> **What is needed**
Please list every line in the listing below that contains the string "hanging", matching case exactly.

> **Input records**
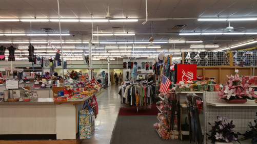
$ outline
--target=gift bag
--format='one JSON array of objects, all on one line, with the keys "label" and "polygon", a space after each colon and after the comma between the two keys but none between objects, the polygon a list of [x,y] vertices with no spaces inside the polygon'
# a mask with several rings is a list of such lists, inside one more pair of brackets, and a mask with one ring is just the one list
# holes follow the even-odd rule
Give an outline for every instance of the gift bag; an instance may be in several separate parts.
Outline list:
[{"label": "gift bag", "polygon": [[98,114],[98,103],[95,95],[93,96],[92,99],[93,101],[91,100],[91,103],[89,103],[89,105],[95,106],[95,111],[94,110],[94,112],[95,113],[95,118],[96,118],[96,115]]},{"label": "gift bag", "polygon": [[[84,109],[85,104],[87,104],[88,109]],[[88,104],[84,104],[83,109],[80,111],[78,128],[80,139],[90,138],[94,133],[94,115],[93,110]]]}]

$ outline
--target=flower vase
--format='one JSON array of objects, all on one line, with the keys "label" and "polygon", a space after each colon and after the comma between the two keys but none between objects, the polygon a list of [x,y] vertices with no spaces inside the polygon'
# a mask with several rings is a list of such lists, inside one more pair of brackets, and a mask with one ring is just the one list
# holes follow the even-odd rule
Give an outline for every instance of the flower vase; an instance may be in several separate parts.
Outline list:
[{"label": "flower vase", "polygon": [[247,99],[237,99],[230,100],[226,100],[226,102],[229,104],[244,104],[247,102]]},{"label": "flower vase", "polygon": [[233,144],[233,142],[219,142],[219,141],[215,141],[215,144]]}]

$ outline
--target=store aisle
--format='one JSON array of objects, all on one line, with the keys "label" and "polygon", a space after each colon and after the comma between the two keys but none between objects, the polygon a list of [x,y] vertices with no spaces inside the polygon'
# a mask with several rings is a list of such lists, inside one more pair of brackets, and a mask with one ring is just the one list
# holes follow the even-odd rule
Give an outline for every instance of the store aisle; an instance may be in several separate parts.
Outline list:
[{"label": "store aisle", "polygon": [[84,139],[82,144],[110,143],[121,105],[118,90],[118,86],[112,85],[96,97],[98,114],[95,121],[95,134],[91,138]]}]

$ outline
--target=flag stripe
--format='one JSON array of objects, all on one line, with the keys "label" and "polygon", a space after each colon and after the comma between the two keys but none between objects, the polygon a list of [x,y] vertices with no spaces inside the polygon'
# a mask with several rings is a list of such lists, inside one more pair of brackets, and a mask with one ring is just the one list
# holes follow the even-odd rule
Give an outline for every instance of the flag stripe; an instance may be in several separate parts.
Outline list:
[{"label": "flag stripe", "polygon": [[162,81],[161,83],[161,87],[160,88],[160,91],[162,93],[165,93],[169,89],[169,86],[171,81],[170,81],[164,75],[162,75]]}]

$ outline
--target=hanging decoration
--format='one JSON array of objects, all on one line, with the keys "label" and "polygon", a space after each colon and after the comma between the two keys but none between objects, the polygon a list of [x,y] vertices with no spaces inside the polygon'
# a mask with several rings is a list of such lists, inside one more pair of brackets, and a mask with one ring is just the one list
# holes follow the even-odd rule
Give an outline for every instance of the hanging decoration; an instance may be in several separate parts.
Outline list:
[{"label": "hanging decoration", "polygon": [[50,42],[50,41],[48,40],[48,45],[51,46],[51,47],[52,48],[52,50],[54,50],[55,51],[55,52],[59,53],[60,52],[60,50],[59,50],[58,49],[57,49],[56,46],[54,46],[53,44]]}]

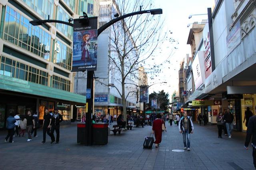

> **Reply**
--target=hanging decoration
Give an outline for every instance of the hanging decoration; an instance may be in several separate parts.
[{"label": "hanging decoration", "polygon": [[50,42],[50,41],[48,40],[48,45],[51,46],[51,47],[52,48],[52,50],[54,50],[55,51],[55,52],[59,53],[60,52],[60,50],[59,50],[58,49],[57,49],[56,46],[54,46],[53,44]]}]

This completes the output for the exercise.